- **THE EXERCISE**
Return the listing below unchanged, from its first line through the line containing "[163,364,175,387]", and return nothing more.
─── RECORDS SUPPLIED ───
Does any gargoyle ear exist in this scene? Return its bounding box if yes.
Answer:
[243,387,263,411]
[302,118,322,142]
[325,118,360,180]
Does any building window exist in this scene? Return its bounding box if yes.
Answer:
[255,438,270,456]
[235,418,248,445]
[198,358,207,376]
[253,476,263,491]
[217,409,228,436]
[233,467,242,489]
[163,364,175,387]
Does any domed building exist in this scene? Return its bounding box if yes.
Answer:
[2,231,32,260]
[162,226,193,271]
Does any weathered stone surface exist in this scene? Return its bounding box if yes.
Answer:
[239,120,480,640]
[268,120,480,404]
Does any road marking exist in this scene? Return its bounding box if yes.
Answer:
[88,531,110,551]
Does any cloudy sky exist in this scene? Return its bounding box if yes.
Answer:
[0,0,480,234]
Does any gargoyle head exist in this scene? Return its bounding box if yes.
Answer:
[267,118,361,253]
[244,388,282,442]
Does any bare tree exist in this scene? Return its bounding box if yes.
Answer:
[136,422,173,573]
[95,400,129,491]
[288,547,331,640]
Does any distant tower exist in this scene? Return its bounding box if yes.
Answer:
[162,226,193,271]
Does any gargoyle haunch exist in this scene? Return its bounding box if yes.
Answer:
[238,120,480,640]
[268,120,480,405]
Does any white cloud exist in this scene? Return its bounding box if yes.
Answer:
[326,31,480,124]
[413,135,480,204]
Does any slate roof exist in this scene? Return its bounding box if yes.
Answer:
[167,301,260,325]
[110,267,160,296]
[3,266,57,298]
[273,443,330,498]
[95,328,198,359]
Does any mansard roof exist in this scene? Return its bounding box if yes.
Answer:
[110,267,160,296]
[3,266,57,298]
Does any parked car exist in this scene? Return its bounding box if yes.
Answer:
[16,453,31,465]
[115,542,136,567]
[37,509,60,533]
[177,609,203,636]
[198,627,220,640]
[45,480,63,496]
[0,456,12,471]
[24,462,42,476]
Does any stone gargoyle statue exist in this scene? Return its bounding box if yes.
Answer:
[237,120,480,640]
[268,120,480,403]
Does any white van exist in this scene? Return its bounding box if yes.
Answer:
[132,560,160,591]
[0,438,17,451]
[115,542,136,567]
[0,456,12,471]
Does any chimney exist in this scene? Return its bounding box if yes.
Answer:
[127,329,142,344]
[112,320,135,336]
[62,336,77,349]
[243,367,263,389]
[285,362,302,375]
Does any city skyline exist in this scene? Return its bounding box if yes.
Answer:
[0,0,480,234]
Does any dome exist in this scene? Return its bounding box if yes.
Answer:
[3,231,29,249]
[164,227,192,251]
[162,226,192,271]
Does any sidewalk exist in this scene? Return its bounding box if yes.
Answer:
───
- **WRITTEN ANSWER**
Does any gargoyle ear exist in this scene? Return its bounding box if yes.
Answer:
[243,387,263,411]
[302,118,322,142]
[325,118,360,180]
Does any building window exist in this scene? Return its bounding box if yes.
Answer:
[255,438,270,456]
[235,418,248,445]
[198,358,207,376]
[253,476,263,491]
[217,409,228,436]
[233,467,242,489]
[163,364,175,387]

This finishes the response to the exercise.